**Exercise materials**
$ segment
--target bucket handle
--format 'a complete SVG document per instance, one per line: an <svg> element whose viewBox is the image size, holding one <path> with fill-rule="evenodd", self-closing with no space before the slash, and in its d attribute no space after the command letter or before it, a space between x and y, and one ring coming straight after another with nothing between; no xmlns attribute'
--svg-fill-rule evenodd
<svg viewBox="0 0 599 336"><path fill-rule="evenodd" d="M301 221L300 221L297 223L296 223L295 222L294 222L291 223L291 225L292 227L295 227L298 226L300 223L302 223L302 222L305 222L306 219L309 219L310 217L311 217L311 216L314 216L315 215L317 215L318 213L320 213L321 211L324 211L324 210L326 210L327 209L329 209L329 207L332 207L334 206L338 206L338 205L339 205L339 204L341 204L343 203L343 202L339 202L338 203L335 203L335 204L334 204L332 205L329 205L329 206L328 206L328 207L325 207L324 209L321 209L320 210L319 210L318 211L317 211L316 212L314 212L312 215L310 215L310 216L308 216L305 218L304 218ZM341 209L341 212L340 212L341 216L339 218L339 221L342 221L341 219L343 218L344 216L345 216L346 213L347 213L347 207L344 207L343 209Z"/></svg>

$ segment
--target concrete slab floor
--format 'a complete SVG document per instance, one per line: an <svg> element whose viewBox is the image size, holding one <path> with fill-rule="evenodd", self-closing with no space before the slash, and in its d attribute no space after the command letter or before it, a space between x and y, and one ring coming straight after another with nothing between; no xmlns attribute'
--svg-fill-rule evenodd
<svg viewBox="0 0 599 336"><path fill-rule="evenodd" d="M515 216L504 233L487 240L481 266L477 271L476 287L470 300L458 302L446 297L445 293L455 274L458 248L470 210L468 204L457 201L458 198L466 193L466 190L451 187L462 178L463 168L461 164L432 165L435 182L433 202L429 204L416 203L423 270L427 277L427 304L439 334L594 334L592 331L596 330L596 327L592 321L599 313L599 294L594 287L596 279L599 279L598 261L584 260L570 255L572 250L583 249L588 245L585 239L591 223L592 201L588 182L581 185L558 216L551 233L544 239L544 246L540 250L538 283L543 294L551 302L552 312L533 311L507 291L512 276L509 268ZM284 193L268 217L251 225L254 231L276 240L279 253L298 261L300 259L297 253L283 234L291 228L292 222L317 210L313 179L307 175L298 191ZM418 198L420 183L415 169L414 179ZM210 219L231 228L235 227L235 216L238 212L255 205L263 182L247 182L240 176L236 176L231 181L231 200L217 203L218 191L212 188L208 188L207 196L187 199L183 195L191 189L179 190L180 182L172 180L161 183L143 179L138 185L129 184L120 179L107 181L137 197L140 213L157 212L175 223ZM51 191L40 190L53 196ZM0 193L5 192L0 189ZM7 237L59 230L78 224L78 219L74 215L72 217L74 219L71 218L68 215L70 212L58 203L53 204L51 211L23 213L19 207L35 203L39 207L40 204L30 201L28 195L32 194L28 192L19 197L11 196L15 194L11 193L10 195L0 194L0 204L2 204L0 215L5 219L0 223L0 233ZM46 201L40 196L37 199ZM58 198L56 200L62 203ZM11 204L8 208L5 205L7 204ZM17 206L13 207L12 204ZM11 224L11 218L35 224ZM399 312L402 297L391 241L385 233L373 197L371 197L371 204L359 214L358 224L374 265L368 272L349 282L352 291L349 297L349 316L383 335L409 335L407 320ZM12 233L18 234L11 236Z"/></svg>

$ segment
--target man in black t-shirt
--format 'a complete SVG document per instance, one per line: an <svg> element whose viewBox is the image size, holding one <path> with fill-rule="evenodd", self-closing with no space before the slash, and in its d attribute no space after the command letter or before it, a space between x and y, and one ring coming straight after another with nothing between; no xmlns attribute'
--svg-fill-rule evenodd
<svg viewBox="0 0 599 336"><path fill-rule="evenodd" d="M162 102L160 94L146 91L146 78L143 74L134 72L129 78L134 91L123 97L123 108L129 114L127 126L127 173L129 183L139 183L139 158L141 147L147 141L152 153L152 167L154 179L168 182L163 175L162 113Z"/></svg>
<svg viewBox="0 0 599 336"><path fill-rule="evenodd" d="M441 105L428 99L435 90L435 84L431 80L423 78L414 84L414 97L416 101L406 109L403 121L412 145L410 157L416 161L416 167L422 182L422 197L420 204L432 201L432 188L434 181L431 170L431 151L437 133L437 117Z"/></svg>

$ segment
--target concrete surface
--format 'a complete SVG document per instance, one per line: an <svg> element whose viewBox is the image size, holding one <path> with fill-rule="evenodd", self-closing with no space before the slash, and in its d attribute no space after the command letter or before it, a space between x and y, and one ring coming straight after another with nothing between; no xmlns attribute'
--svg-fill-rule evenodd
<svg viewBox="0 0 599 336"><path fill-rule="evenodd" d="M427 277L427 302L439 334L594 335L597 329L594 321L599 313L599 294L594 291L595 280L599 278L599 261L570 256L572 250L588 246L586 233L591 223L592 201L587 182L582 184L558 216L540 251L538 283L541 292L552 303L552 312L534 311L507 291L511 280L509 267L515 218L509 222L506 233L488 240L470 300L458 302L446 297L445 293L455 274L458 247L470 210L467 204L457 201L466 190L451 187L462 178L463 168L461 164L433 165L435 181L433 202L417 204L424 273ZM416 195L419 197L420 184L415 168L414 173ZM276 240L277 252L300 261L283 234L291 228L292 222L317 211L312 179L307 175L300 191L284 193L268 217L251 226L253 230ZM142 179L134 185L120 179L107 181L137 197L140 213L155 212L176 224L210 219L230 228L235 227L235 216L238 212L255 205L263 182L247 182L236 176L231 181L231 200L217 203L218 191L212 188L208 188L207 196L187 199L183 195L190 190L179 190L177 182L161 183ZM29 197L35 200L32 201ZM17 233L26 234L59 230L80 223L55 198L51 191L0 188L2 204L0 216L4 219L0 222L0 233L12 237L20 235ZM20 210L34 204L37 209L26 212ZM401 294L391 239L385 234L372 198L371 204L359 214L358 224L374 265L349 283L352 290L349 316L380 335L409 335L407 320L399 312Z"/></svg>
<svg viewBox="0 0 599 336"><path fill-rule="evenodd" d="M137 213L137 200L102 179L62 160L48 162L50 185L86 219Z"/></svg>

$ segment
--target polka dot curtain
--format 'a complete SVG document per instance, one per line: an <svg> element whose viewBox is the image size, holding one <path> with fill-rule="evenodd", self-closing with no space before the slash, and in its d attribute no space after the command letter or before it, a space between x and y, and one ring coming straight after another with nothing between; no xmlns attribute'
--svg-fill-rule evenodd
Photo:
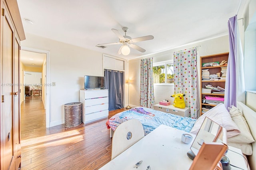
<svg viewBox="0 0 256 170"><path fill-rule="evenodd" d="M140 61L140 106L153 108L155 104L153 80L153 58Z"/></svg>
<svg viewBox="0 0 256 170"><path fill-rule="evenodd" d="M199 109L196 47L174 53L174 93L185 94L186 107L190 109L190 117L197 119Z"/></svg>

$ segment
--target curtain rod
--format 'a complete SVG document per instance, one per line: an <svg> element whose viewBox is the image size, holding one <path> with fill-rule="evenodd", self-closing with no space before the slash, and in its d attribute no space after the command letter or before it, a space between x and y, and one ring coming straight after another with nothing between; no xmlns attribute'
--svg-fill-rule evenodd
<svg viewBox="0 0 256 170"><path fill-rule="evenodd" d="M237 14L238 13L238 11L239 10L239 8L240 8L240 6L241 6L241 3L242 2L242 0L240 0L240 3L239 3L239 5L238 6L238 8L237 8L237 11L236 11L236 15L237 15Z"/></svg>

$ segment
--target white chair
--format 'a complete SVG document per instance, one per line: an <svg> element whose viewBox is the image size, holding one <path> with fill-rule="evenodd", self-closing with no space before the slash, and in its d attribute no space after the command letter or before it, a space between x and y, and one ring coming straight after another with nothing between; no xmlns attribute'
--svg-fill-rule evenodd
<svg viewBox="0 0 256 170"><path fill-rule="evenodd" d="M128 120L117 127L112 138L111 160L144 137L144 130L137 119Z"/></svg>

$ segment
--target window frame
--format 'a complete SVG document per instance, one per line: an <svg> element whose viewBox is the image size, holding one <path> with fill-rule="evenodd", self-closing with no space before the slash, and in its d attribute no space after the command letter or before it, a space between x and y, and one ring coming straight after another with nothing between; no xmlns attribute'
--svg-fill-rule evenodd
<svg viewBox="0 0 256 170"><path fill-rule="evenodd" d="M173 60L168 60L164 61L160 61L159 62L156 62L153 63L153 67L157 66L160 66L164 65L165 66L165 77L164 77L164 83L154 83L154 85L156 86L174 86L174 82L172 83L167 83L167 64L174 64L173 63ZM174 69L172 70L174 72Z"/></svg>

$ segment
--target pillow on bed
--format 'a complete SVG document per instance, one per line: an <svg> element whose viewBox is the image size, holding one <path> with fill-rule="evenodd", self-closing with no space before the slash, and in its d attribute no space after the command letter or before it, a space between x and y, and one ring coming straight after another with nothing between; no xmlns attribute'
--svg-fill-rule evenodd
<svg viewBox="0 0 256 170"><path fill-rule="evenodd" d="M242 113L235 106L232 106L229 109L229 113L232 120L238 126L241 131L238 135L228 138L228 143L232 142L238 143L251 143L255 142L252 136L249 126Z"/></svg>
<svg viewBox="0 0 256 170"><path fill-rule="evenodd" d="M197 135L206 117L224 127L227 130L228 138L239 135L240 132L236 123L232 120L230 115L223 104L221 103L205 112L197 119L190 133Z"/></svg>
<svg viewBox="0 0 256 170"><path fill-rule="evenodd" d="M250 143L238 143L228 142L228 145L241 149L242 153L246 155L252 155L252 147Z"/></svg>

**Stated problem**
Please report every line of the data that contains the word "concrete", copying each such line in full. Case counts.

**Solution**
--target concrete slab floor
--target concrete surface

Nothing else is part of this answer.